*What you have to do*:
Search the entries below for the word "highway" and copy every line where it appears.
▼
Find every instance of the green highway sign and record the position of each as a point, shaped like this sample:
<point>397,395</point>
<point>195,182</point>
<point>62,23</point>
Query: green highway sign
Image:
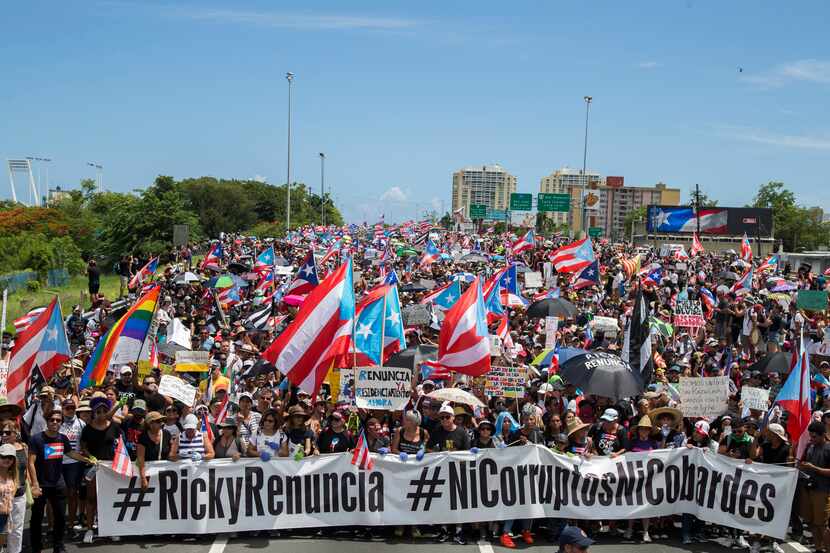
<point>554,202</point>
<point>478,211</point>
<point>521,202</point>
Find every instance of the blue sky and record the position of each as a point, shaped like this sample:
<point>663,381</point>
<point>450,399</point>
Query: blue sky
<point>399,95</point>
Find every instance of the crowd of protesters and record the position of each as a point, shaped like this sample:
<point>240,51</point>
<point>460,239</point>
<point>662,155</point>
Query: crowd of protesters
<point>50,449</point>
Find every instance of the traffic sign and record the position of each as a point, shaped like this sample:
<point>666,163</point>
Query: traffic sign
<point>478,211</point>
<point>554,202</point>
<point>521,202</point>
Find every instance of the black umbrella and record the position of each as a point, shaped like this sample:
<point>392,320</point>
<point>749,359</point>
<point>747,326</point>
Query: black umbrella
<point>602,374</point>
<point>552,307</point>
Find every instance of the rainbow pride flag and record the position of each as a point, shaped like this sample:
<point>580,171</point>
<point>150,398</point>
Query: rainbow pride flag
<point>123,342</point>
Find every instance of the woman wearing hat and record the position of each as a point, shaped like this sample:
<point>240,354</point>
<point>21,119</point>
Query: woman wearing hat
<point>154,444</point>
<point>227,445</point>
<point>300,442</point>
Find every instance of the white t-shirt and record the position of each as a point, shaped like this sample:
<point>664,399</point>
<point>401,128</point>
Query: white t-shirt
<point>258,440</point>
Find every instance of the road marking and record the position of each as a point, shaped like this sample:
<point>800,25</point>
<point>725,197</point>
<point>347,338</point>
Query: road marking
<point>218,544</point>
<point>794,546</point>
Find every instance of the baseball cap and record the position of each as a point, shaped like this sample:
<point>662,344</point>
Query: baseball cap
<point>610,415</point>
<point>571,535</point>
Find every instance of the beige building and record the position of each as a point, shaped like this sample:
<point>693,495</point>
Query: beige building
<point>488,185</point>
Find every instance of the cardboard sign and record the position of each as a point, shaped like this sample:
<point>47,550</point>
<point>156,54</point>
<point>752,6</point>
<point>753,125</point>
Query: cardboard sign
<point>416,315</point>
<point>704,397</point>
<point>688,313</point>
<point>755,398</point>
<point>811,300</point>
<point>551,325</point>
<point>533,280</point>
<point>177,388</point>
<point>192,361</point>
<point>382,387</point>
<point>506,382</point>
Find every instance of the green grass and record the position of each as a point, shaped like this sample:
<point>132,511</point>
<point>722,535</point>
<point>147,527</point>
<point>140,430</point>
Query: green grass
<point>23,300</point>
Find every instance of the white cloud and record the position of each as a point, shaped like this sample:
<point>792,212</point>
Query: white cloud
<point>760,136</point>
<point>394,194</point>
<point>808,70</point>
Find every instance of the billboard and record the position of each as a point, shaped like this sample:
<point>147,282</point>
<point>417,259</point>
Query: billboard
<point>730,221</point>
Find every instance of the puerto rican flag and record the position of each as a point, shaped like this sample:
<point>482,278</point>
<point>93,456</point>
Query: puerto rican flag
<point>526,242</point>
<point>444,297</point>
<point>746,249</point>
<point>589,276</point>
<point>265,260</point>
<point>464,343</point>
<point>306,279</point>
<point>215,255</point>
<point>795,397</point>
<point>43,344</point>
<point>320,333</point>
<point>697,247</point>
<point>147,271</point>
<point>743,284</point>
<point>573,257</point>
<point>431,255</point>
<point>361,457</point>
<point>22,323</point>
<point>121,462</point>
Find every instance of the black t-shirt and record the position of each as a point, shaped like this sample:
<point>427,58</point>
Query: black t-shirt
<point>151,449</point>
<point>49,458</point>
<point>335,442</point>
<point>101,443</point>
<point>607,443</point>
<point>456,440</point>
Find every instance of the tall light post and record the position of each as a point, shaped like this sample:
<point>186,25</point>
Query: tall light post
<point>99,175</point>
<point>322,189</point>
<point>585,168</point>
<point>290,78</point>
▲
*Reply*:
Find every instance of the green highway sign and record the position of each as a point, shaped like this sample:
Query: green highway sign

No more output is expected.